EXERCISE DETAILS ::
The response must consist of every record, restated word for word.
[DATASET RECORDS — start]
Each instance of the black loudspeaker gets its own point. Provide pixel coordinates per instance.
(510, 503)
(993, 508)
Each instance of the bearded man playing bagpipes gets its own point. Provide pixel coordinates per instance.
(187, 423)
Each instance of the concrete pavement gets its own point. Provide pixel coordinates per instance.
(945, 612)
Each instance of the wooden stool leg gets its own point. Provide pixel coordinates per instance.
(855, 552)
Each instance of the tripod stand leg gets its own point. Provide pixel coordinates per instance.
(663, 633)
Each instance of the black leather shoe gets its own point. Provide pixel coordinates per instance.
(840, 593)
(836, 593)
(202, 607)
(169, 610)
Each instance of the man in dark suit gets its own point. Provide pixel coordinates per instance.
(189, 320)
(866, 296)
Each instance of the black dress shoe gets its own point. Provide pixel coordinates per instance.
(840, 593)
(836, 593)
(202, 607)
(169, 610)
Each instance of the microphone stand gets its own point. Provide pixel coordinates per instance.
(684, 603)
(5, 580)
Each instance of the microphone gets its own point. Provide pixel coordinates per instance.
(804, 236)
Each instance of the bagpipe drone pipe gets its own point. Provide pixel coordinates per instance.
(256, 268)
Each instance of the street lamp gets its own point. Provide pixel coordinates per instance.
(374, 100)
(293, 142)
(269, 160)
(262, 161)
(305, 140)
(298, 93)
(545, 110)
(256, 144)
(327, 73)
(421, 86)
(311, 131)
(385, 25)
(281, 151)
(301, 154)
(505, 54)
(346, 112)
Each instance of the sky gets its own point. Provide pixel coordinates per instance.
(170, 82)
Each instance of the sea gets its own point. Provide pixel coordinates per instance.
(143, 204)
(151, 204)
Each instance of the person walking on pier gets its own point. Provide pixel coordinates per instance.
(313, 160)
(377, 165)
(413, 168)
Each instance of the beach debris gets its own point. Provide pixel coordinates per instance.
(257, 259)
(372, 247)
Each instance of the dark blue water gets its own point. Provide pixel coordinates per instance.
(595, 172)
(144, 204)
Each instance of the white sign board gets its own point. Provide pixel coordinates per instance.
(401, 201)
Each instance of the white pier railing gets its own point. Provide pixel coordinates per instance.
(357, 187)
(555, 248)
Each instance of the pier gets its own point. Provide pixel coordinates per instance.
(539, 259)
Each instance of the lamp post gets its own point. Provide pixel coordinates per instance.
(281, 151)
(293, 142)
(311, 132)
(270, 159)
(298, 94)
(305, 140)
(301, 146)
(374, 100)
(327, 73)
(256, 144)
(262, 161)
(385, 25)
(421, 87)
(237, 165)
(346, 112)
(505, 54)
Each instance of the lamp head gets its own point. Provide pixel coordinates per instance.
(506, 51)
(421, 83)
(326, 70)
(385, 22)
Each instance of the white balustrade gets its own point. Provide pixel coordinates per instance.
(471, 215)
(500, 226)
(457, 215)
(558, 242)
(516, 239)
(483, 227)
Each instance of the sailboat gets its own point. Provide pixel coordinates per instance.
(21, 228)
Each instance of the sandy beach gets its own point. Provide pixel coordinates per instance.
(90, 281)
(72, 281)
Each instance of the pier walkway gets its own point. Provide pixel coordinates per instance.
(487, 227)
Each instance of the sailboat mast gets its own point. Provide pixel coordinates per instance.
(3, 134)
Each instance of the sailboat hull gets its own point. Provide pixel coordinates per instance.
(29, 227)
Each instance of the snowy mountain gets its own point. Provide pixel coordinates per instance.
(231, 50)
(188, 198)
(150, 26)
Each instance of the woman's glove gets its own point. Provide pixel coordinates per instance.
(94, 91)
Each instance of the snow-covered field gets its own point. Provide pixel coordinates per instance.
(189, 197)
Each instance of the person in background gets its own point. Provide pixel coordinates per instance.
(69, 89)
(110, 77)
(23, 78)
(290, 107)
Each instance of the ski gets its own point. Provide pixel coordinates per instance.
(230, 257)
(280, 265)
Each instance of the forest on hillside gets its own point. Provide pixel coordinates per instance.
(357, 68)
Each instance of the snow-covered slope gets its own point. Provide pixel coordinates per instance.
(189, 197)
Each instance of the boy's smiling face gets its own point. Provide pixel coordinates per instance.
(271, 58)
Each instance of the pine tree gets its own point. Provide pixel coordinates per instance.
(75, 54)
[DATASET RECORDS — finish]
REPLY TO THE EXERCISE ::
Each instance of the black loudspeaker gets its own point. Provide pixel coordinates per instance.
(510, 503)
(993, 508)
Each instance of the bearded man playing bagpipes gets its own point. Provide pixel coordinates per instance.
(187, 423)
Each instance of the concrete pavement gets its own point. Provide pixel coordinates per instance.
(945, 612)
Each instance of the wooden stool leg gets its own point. Provide pixel coordinates per instance.
(855, 552)
Each instance of the tripod stand leg gets its own point. Provide pixel coordinates per instance.
(663, 633)
Each instance of the black leather shoe gets its own point. Provide pixel coordinates per instance.
(840, 593)
(836, 593)
(202, 607)
(169, 610)
Each instance of the man in dark suit gets its own point. Provide pixel coordinates per instance.
(189, 320)
(866, 296)
Each instance of the black dress shoe gets its own point. Provide pixel coordinates per instance.
(840, 593)
(836, 593)
(202, 607)
(169, 610)
Each instance of the microphone stand gets its own point. Provide pixel coordinates per instance.
(684, 603)
(5, 580)
Each instance of the microphone gets its own point. Provide pixel coordinates per instance.
(804, 236)
Each instance of the bagpipe drone pipe gets its own point. Provide pixel coordinates per instance.
(256, 268)
Each instance of the street lamp gets its own point. Provide pixel coordinates per instance.
(374, 100)
(293, 142)
(269, 160)
(262, 161)
(305, 140)
(298, 93)
(545, 110)
(256, 144)
(327, 73)
(421, 86)
(311, 131)
(385, 25)
(281, 151)
(301, 154)
(505, 54)
(346, 112)
Each instance of the sky gets its own point. Provide pixel coordinates per instance.
(170, 82)
Each instance of the sea gets its own point. Provide pixel coordinates per instance.
(143, 204)
(151, 204)
Each instance of the person walking on pier gets its own point. Provide pixel coordinates per instance.
(313, 160)
(377, 165)
(413, 168)
Each instance of the beach debris gets its own point. Provide pixel coordinates per instance.
(257, 259)
(372, 247)
Each instance of the dark blue water gets its own point. Provide pixel coordinates per instance.
(595, 172)
(144, 204)
Each instance of the white sign board gets its own point. Provide pixel coordinates per instance.
(401, 201)
Each instance of the white pier railing gets its own point. Provide pixel coordinates per instance.
(357, 187)
(555, 248)
Each instance of the pier gets its own point. Provide pixel coordinates per instance.
(539, 259)
Each instance of the lamp post gets its own point. Provide pixel coordinates per instance.
(281, 151)
(293, 142)
(311, 132)
(270, 159)
(298, 94)
(305, 140)
(301, 146)
(374, 100)
(327, 73)
(256, 144)
(262, 161)
(385, 25)
(421, 87)
(237, 165)
(346, 112)
(505, 54)
Each instance of the lamp head gets its own point. Provide pixel coordinates per instance.
(506, 51)
(421, 83)
(326, 70)
(385, 22)
Each instance of the white balustrade gets its own point. Provide pixel coordinates per instance.
(471, 215)
(500, 226)
(457, 215)
(558, 242)
(516, 239)
(483, 227)
Each instance of the sailboat gets its own point. Provide pixel coordinates per instance.
(21, 228)
Each instance of the sandy beach gets its own point. Provide pixel coordinates per instance.
(90, 281)
(72, 281)
Each instance of the pier walkway gets its own point. Provide pixel coordinates per instance.
(487, 227)
Each instance of the sailboat mast gets its own point. Provide pixel coordinates per instance.
(3, 134)
Each instance of the sailboat hull gets its own point. Provide pixel coordinates per instance.
(29, 227)
Each instance of the snowy mountain gets its own point. Provide pixel coordinates per instance.
(231, 50)
(188, 198)
(150, 26)
Each instance of the woman's glove gets its own point. Provide pixel coordinates per instance.
(94, 91)
Each instance of the snow-covered field gets its own point. Provide pixel coordinates per instance.
(189, 197)
Each instance of the person in background gets its own point. Provide pixel coordinates per instance.
(69, 89)
(110, 77)
(23, 78)
(290, 107)
Each instance of the ski gets its own point. Provide pixel coordinates per instance.
(230, 257)
(280, 265)
Each instance of the forest on hillside gets its own point. Provide pixel coordinates per instance.
(357, 68)
Each instance of the snow-covered slope gets its own point. Provide pixel coordinates per instance.
(189, 197)
Each instance of the boy's smiling face gets its own point. Provide pixel coordinates per instance.
(271, 58)
Each instance of the pine tree gets its own point. Provide pixel coordinates per instance.
(75, 54)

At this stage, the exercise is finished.